~ Archive for March, 2004 ~

H2O Release

3

I’ve been bad about keeping this journal up to date lately because I’ve been neck deep in running through acceptance tests for the latest H2O release for the past few days. As important as testing is, it’s boring as all hell. We have a lot of unit tests for individual parts of the backend, but something has to test the overall processes from the user point of view. I’ve tried to script these sorts of tests in the past, but I’ve always ended up spending way more time writing those test and then keeping them up to date than it would take just to run them manually. So for H2O we decided just to write up the acceptance tests and run through them manually before each release. It’s been a good trade off, I think, since it only takes a few days every few months when we make a release. And it also gives all the developers a good opportunity to take a comprehensive tour of all the features each release. It’s still boring as hell, though.

========================================

Copy out the full journal entry about the H2O release above, word for word, from its archive header to its final sentence.

[Location identification entries]
========================================

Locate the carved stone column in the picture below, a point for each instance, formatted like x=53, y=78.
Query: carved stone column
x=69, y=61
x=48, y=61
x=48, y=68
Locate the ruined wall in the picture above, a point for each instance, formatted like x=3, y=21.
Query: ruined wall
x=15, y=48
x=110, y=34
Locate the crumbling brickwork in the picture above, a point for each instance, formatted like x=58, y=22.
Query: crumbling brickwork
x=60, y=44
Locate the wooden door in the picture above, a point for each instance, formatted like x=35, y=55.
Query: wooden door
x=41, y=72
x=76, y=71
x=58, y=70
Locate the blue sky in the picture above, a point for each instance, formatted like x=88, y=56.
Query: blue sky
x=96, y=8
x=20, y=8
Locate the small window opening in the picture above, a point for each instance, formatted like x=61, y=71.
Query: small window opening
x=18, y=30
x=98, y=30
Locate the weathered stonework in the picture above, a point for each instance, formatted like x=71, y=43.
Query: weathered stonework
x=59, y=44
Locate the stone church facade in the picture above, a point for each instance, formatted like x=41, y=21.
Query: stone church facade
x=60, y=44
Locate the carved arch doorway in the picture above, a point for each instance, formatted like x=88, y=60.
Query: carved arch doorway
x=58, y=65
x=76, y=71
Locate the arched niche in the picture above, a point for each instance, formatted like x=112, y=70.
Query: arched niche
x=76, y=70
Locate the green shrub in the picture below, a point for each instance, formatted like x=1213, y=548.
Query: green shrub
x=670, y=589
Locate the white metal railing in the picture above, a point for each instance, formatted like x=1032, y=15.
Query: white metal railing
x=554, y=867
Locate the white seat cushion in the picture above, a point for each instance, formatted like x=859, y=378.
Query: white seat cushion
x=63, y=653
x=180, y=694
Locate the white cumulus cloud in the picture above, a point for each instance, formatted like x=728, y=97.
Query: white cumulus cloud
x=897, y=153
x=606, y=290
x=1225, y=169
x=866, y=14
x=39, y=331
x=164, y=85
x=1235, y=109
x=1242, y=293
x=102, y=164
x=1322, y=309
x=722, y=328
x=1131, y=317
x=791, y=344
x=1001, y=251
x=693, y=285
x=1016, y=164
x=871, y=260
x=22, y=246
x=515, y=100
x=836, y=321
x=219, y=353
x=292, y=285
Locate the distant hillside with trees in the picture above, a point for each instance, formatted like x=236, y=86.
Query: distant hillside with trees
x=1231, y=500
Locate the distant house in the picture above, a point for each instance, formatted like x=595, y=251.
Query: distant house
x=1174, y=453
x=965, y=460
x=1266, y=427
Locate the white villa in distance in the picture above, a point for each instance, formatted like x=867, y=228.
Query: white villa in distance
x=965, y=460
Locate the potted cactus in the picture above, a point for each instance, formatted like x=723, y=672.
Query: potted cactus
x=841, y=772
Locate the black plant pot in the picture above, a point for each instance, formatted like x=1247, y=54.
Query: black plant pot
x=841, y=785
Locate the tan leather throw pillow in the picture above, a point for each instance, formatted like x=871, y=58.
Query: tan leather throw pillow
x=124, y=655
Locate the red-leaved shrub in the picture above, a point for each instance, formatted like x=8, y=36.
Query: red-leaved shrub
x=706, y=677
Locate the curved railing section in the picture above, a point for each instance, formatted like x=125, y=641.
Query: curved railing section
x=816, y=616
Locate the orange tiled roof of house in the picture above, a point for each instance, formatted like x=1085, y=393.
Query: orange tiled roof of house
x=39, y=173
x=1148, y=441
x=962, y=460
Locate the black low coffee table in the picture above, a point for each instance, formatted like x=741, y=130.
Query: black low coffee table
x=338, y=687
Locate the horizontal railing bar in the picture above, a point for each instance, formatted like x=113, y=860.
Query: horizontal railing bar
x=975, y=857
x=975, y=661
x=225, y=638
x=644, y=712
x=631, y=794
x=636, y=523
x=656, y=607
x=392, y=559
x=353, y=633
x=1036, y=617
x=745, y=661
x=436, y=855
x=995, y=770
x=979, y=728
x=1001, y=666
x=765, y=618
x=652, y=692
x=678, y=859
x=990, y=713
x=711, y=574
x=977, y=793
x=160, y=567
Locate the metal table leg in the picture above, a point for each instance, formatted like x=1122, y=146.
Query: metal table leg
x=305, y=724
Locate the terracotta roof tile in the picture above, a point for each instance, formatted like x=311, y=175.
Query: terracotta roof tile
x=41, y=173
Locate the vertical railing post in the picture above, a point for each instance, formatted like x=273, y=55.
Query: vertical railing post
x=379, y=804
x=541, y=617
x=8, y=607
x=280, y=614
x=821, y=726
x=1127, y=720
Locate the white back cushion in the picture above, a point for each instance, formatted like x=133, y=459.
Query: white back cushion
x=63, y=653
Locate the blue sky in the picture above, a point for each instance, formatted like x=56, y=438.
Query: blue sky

========================================

**Exercise response:**
~ Archive for March, 2004 ~

H2O Release

3

I’ve been bad about keeping this journal up to date lately because I’ve been neck deep in running through acceptance tests for the latest H2O release for the past few days. As important as testing is, it’s boring as all hell. We have a lot of unit tests for individual parts of the backend, but something has to test the overall processes from the user point of view. I’ve tried to script these sorts of tests in the past, but I’ve always ended up spending way more time writing those test and then keeping them up to date than it would take just to run them manually. So for H2O we decided just to write up the acceptance tests and run through them manually before each release. It’s been a good trade off, I think, since it only takes a few days every few months when we make a release. And it also gives all the developers a good opportunity to take a comprehensive tour of all the features each release. It’s still boring as hell, though.